+++ Source material +++

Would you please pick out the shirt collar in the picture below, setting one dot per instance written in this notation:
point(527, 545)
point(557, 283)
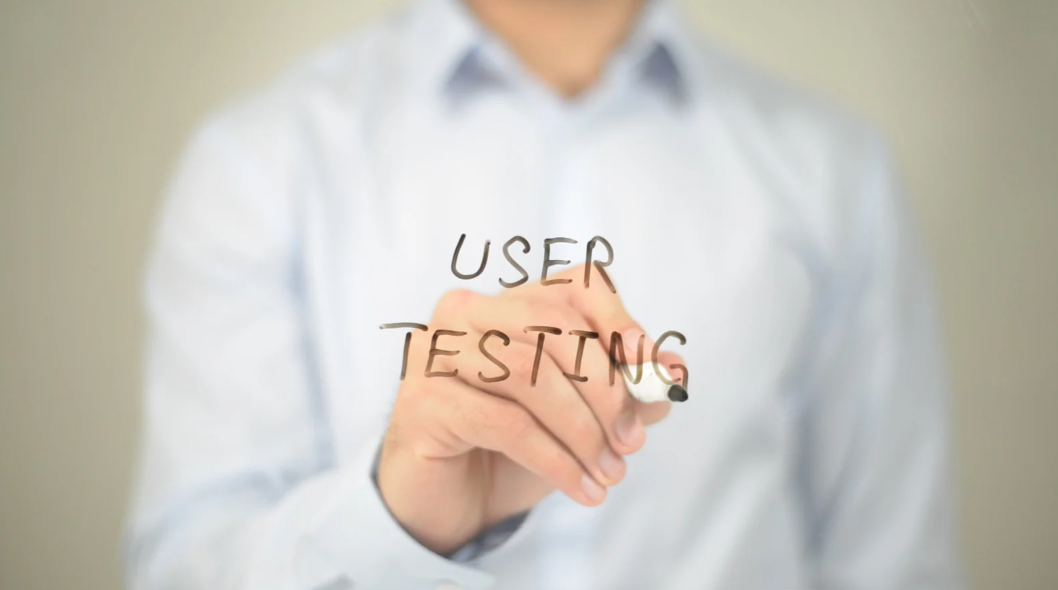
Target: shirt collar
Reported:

+++

Instructions to follow =>
Print the full listing exactly, dropping the pictures.

Answer for the task =>
Would you please pick out the shirt collar in the picture below, setting one dot per instance written in this notation:
point(527, 545)
point(557, 283)
Target: shirt collar
Reported:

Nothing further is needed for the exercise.